[Data provided]
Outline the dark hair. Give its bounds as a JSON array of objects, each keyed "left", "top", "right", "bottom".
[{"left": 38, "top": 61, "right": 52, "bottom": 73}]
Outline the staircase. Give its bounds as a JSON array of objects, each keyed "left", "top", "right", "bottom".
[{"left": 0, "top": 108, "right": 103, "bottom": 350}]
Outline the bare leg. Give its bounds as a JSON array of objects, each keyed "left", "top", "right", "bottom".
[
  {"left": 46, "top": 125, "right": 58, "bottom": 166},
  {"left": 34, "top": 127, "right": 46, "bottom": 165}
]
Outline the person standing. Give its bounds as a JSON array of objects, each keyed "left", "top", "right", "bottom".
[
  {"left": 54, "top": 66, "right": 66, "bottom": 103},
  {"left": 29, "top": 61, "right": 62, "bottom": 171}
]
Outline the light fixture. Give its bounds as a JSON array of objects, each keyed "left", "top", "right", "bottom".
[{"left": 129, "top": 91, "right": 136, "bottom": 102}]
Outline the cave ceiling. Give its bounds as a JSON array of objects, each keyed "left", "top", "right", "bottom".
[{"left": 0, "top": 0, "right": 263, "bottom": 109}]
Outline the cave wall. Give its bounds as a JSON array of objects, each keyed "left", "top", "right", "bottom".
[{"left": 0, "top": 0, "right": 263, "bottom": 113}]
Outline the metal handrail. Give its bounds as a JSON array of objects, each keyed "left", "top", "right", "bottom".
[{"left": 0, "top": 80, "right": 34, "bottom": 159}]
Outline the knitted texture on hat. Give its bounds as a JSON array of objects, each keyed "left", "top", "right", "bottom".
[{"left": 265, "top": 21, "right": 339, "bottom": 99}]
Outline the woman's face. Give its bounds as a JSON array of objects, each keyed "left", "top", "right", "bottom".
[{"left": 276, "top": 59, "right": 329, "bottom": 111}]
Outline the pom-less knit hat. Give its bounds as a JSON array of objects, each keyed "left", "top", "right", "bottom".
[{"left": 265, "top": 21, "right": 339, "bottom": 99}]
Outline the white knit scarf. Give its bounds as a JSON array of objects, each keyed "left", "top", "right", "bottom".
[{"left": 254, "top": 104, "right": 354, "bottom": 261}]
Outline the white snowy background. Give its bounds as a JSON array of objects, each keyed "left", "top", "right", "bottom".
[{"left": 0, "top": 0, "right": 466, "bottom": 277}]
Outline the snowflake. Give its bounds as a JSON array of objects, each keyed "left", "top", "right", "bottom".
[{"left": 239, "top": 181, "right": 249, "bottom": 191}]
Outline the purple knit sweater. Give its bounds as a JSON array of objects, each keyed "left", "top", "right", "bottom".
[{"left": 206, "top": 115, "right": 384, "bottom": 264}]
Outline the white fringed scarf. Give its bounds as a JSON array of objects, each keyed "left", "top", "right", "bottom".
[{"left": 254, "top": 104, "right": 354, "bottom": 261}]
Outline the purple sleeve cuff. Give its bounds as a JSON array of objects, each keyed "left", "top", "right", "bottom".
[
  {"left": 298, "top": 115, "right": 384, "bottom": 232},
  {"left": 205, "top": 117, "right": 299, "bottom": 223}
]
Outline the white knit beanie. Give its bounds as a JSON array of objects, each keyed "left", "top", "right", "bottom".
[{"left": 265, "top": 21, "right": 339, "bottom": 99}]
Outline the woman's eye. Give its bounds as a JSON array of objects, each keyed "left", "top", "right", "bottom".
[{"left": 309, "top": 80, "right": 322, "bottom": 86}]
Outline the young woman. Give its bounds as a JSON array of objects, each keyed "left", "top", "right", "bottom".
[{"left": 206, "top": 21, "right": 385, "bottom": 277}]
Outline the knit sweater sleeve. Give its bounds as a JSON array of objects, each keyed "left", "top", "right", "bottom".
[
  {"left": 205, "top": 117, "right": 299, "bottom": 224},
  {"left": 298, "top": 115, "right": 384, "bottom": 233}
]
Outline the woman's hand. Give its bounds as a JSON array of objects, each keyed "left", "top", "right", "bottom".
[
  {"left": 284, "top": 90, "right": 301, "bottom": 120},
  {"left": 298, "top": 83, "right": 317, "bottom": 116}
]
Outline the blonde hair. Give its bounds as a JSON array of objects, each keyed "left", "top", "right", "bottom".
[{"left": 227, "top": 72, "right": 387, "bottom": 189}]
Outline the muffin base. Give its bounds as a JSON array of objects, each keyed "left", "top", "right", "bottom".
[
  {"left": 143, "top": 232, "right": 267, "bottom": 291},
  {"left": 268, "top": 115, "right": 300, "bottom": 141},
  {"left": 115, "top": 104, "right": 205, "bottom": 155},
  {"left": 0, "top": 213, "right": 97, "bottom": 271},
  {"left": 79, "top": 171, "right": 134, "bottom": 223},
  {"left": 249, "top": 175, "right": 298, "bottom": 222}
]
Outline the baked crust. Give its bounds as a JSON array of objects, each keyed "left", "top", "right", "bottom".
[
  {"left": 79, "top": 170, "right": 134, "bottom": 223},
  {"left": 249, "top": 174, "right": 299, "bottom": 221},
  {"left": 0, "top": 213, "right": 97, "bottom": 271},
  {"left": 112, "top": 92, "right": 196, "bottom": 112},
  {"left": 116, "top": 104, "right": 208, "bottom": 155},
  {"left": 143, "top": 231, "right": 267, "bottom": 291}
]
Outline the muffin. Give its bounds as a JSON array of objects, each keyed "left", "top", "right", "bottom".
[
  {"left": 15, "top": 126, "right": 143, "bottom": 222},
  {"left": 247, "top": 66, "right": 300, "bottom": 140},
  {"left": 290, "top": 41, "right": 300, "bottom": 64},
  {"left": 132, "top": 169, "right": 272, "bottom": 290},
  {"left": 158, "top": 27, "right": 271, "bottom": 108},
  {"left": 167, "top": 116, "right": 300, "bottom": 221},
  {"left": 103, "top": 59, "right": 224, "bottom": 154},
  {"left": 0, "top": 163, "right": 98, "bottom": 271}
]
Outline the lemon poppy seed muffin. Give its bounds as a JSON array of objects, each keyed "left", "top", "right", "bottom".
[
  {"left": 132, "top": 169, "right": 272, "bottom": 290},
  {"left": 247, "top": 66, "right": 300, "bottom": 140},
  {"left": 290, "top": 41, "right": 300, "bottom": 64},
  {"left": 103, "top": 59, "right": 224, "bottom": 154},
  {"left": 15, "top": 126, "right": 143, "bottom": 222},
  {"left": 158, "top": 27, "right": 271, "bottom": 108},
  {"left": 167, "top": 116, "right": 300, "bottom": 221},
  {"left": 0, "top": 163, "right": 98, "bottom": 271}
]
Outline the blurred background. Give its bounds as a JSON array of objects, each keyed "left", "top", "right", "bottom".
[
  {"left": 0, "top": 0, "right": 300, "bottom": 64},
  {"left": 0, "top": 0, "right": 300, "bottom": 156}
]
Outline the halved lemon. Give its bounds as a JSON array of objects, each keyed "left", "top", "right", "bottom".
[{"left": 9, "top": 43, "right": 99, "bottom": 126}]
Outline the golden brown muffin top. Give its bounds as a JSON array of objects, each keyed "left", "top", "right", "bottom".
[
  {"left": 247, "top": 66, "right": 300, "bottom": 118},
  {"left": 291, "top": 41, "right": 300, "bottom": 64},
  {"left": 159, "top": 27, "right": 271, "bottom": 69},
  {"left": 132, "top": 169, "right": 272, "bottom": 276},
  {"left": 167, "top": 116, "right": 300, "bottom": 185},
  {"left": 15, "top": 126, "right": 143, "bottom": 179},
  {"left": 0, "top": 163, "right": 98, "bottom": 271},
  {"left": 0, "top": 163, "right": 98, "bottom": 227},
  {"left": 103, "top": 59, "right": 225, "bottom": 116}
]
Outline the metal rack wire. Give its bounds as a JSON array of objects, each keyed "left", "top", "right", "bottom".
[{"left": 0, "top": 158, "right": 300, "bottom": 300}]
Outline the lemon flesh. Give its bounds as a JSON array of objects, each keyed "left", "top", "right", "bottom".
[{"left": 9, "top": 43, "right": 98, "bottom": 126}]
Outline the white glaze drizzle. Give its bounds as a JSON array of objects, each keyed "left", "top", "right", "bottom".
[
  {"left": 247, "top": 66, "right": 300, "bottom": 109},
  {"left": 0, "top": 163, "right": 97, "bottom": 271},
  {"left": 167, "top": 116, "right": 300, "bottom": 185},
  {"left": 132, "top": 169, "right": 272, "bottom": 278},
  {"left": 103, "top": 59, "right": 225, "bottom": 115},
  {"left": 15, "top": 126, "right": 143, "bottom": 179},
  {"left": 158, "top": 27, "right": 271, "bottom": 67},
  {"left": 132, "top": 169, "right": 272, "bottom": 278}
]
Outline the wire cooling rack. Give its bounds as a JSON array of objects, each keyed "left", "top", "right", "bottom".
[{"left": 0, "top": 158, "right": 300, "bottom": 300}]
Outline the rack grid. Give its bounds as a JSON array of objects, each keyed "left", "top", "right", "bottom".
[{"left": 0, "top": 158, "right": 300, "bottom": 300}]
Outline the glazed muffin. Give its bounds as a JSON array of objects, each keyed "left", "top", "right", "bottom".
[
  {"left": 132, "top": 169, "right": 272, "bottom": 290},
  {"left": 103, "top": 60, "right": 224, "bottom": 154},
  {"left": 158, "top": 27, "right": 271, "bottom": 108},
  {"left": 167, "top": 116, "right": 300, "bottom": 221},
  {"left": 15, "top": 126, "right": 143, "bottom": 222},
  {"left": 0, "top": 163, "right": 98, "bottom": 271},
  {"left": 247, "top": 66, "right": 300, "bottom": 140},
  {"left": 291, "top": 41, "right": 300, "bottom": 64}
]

[Exercise requirements] Reproduce without change the lines above, from the line containing "Outline the glazed" through the last line of the items, both ends included.

[The result]
Outline the glazed muffin. Give its bounds as a JSON array of objects, each keyed "left", "top", "right", "bottom".
[
  {"left": 132, "top": 169, "right": 272, "bottom": 290},
  {"left": 103, "top": 60, "right": 224, "bottom": 154},
  {"left": 158, "top": 27, "right": 271, "bottom": 108},
  {"left": 167, "top": 116, "right": 300, "bottom": 221},
  {"left": 15, "top": 126, "right": 143, "bottom": 222},
  {"left": 0, "top": 163, "right": 98, "bottom": 271},
  {"left": 247, "top": 66, "right": 300, "bottom": 140},
  {"left": 291, "top": 41, "right": 300, "bottom": 64}
]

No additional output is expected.